Exercise objective: Reproduce the records below in full and exactly, without their images.

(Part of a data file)

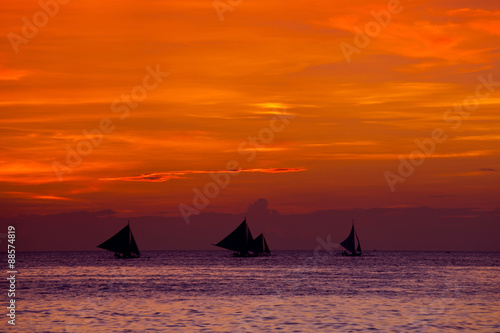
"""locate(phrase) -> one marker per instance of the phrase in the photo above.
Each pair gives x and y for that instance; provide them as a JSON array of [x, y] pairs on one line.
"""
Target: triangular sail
[[266, 248], [118, 243], [348, 243], [122, 242], [239, 240]]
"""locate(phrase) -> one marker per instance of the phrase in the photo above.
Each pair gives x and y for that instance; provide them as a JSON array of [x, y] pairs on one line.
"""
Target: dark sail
[[259, 245], [123, 242], [239, 240], [348, 243]]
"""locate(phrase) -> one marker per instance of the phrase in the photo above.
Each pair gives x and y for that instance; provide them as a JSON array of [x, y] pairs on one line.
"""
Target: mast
[[239, 240], [350, 242], [122, 242]]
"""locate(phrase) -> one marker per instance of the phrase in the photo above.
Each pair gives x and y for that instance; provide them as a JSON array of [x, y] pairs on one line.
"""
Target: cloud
[[158, 177]]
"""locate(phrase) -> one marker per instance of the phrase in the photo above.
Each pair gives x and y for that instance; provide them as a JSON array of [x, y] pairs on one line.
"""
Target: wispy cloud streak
[[158, 177]]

Full output:
"""locate(phrase) -> one marker per instance of the phrase in the photo above.
Each pair gives x and y for that instance; provide them as a JSON array of [x, y] pairs on one line.
"""
Target: triangular sail
[[266, 248], [118, 243], [348, 243], [122, 242], [239, 240]]
"""locate(phrase) -> one marker per instance of the phrase in the photo above.
Each pair gives x and y for that instance; provide them as a JSON array of [x, y] pairs on one line.
"""
Target: dark sail
[[259, 245], [123, 242], [239, 240], [348, 243]]
"""locate(phrase) -> one marker per instance of the phrase in the photo above.
Each pair gives x and y for that instance; provide them as a JSON array of [x, y] pairs on one line.
"""
Target: mast
[[239, 240], [350, 242], [122, 242]]
"""locate(phrase) -> one marker per instance of the phrase in the photo above.
Each pair gives x and y for that instance; provide them as a JSON array of [x, y] pairs on one line.
"""
Target: cloud
[[158, 177]]
"""locate(phrase) -> one marker per instance of the phrase in the photo above.
Each pair gives x and y for that instance; provide them as a JSON array of [x, y] pairs on one line.
"""
Target: wispy cloud streak
[[158, 177]]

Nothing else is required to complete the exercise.